Text segment:
Terry Crews: What Makes A Man 2014

27 Nov

I was lucky enough to attend the What Makes A Man (#wmam2014) conference in Toronto this week. Thewhat makes a man 2014 two-day conference was stuffed with speakers and presentations discussing the state of masculinity, road maps to manhood, and ending violence against women. There were some excellent discussions and ideas presented by writers such as Rachel Giese and Junior Burchell, a panel on mental health and masculinity, and fantastic closing session with TV actor (Brooklyn Nine-Nine, Everybody Hates Chris, Who Wants To Be A Millionare?) , former NFL player, and the Old Spice guy, Terry Crews.

Journalist and TV personality, Nam Kiwanuka, discussed manhood with Crews who spoke very freely about his childhood when he witnessed his father’s violence toward his mother, his anger, his terrible behaviour to his wife and family, and his porn addiction. Now Terry Crews is a man redeemed; he has seen the toxic  masculine code turn him and many other men into a stoic, angry, and aggressive men,and he recognizes how destructive this attitude was to his family. Mr. Crews made no move to hide his tears when he described the pain and the shame of mentally and emotionally abusing his daughter, and the relief that never came the day he beat his father out of revenge for the abuse given to his mother.

Activity 1: Summarize the conference post in two sentences.
Activity 2:
For each statement below, answer yes or no according to the conference post, and quote the words from the conference post that decide it.
(a) The conference lasted three days.
(b) Nam Kiwanuka is a journalist.
(c) Crews felt relief on the day he beat his father.
Activity 3: Rewrite the paragraph of the conference post that begins "Journalist and TV personality" as a bulleted list that keeps its main facts.

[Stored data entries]
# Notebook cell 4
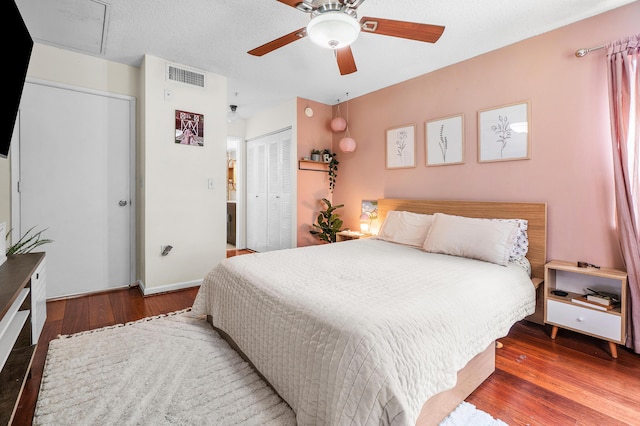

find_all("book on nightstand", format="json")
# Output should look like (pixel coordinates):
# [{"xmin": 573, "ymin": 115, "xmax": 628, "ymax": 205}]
[
  {"xmin": 571, "ymin": 295, "xmax": 618, "ymax": 311},
  {"xmin": 587, "ymin": 288, "xmax": 620, "ymax": 306}
]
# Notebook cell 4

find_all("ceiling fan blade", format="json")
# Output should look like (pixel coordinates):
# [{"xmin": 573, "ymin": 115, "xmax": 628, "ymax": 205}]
[
  {"xmin": 278, "ymin": 0, "xmax": 302, "ymax": 7},
  {"xmin": 335, "ymin": 46, "xmax": 358, "ymax": 75},
  {"xmin": 247, "ymin": 28, "xmax": 307, "ymax": 56},
  {"xmin": 360, "ymin": 17, "xmax": 444, "ymax": 43}
]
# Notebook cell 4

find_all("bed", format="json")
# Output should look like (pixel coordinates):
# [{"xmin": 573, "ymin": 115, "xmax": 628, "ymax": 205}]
[{"xmin": 192, "ymin": 199, "xmax": 546, "ymax": 425}]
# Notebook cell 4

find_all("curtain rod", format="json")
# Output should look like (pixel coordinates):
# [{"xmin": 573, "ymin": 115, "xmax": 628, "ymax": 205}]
[{"xmin": 576, "ymin": 44, "xmax": 605, "ymax": 58}]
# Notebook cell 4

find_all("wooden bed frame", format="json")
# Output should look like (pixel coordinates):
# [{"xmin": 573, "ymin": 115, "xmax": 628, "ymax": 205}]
[
  {"xmin": 378, "ymin": 198, "xmax": 547, "ymax": 426},
  {"xmin": 207, "ymin": 198, "xmax": 547, "ymax": 426}
]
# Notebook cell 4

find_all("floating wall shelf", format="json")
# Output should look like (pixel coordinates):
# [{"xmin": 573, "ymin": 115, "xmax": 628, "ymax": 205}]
[{"xmin": 298, "ymin": 160, "xmax": 329, "ymax": 173}]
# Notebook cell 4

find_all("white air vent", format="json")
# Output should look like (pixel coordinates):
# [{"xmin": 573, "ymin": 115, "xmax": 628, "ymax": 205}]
[{"xmin": 167, "ymin": 65, "xmax": 204, "ymax": 87}]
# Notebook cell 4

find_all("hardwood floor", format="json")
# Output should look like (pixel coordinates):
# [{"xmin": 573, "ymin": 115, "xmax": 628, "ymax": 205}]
[{"xmin": 13, "ymin": 262, "xmax": 640, "ymax": 426}]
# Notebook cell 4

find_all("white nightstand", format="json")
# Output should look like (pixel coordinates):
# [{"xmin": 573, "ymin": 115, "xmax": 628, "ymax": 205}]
[
  {"xmin": 336, "ymin": 231, "xmax": 373, "ymax": 243},
  {"xmin": 544, "ymin": 260, "xmax": 627, "ymax": 358}
]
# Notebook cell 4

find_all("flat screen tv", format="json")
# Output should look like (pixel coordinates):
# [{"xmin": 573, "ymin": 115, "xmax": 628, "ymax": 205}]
[{"xmin": 0, "ymin": 0, "xmax": 33, "ymax": 158}]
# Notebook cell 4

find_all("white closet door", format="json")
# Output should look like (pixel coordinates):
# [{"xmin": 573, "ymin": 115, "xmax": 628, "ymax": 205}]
[
  {"xmin": 247, "ymin": 129, "xmax": 294, "ymax": 251},
  {"xmin": 16, "ymin": 83, "xmax": 134, "ymax": 298},
  {"xmin": 267, "ymin": 130, "xmax": 292, "ymax": 250},
  {"xmin": 246, "ymin": 140, "xmax": 267, "ymax": 252}
]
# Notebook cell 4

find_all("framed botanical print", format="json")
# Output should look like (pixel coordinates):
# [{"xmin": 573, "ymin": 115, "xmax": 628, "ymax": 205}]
[
  {"xmin": 478, "ymin": 102, "xmax": 531, "ymax": 163},
  {"xmin": 386, "ymin": 124, "xmax": 416, "ymax": 169},
  {"xmin": 424, "ymin": 114, "xmax": 464, "ymax": 166}
]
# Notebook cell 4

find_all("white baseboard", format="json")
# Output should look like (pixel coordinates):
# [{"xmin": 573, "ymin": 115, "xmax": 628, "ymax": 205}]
[{"xmin": 138, "ymin": 280, "xmax": 202, "ymax": 296}]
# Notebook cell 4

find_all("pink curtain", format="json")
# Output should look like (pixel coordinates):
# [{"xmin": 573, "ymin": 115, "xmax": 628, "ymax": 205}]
[{"xmin": 606, "ymin": 34, "xmax": 640, "ymax": 353}]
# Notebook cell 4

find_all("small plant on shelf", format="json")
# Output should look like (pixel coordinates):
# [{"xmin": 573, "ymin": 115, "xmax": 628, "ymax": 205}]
[
  {"xmin": 322, "ymin": 149, "xmax": 340, "ymax": 192},
  {"xmin": 5, "ymin": 226, "xmax": 53, "ymax": 256},
  {"xmin": 309, "ymin": 198, "xmax": 344, "ymax": 243}
]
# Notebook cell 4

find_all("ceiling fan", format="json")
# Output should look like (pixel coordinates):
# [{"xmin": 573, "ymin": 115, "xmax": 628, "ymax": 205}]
[{"xmin": 247, "ymin": 0, "xmax": 444, "ymax": 75}]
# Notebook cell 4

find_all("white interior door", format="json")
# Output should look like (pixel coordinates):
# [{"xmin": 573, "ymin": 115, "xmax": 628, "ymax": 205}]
[
  {"xmin": 14, "ymin": 83, "xmax": 135, "ymax": 298},
  {"xmin": 247, "ymin": 140, "xmax": 267, "ymax": 252},
  {"xmin": 247, "ymin": 128, "xmax": 295, "ymax": 251}
]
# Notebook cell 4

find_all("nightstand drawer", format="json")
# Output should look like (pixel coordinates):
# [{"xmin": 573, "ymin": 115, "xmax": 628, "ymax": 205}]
[{"xmin": 546, "ymin": 300, "xmax": 622, "ymax": 342}]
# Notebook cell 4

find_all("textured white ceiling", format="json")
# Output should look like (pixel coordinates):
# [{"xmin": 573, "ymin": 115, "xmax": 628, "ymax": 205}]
[{"xmin": 16, "ymin": 0, "xmax": 640, "ymax": 118}]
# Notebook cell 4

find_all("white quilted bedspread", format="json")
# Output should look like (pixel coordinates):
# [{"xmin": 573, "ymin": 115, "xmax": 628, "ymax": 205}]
[{"xmin": 192, "ymin": 239, "xmax": 535, "ymax": 425}]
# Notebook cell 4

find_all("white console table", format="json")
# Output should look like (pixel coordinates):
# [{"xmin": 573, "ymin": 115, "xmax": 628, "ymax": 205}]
[{"xmin": 0, "ymin": 253, "xmax": 47, "ymax": 425}]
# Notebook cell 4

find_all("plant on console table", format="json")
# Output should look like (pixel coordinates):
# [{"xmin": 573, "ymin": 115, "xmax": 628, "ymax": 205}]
[
  {"xmin": 5, "ymin": 226, "xmax": 53, "ymax": 256},
  {"xmin": 309, "ymin": 198, "xmax": 344, "ymax": 243}
]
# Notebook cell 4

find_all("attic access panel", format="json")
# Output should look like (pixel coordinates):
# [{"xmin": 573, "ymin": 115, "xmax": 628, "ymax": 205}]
[{"xmin": 16, "ymin": 0, "xmax": 110, "ymax": 55}]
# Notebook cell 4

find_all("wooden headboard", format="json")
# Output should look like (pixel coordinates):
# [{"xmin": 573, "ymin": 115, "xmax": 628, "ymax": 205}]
[{"xmin": 378, "ymin": 198, "xmax": 547, "ymax": 278}]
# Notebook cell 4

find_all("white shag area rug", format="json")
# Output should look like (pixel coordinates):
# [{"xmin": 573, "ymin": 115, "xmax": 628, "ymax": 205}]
[{"xmin": 33, "ymin": 310, "xmax": 506, "ymax": 426}]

Answer box 1: The writer attended the two-day What Makes A Man conference in Toronto, where speakers and presentations addressed the state of masculinity, road maps to manhood, and ending violence against women, and a closing session featured Terry Crews. In that session, Crews spoke freely with Nam Kiwanuka about witnessing his father's violence toward his mother, his anger, his behavior toward his wife and family, and his porn addiction, and he recognized how destructive the toxic masculine code had been to his family.

Answer box 2:
(a) No: "two-day conference was stuffed with speakers and presentations"
(b) Yes: "Journalist and TV personality, Nam Kiwanuka, discussed manhood with Crews"
(c) No: "the relief that never came the day he beat his father out of revenge for the abuse given to his mother"

Answer box 3:
- Journalist and TV personality Nam Kiwanuka discussed manhood with Terry Crews.
- Crews spoke freely about seeing his father's violence toward his mother as a child, his anger, his terrible behavior toward his wife and family, and his porn addiction.
- He now recognizes that the toxic masculine code made him and many other men stoic, angry, and aggressive, and that this attitude was destructive to his family.
- He cried openly while describing the pain and shame of mentally and emotionally abusing his daughter.
- He said he found no relief on the day he beat his father in revenge for the abuse of his mother.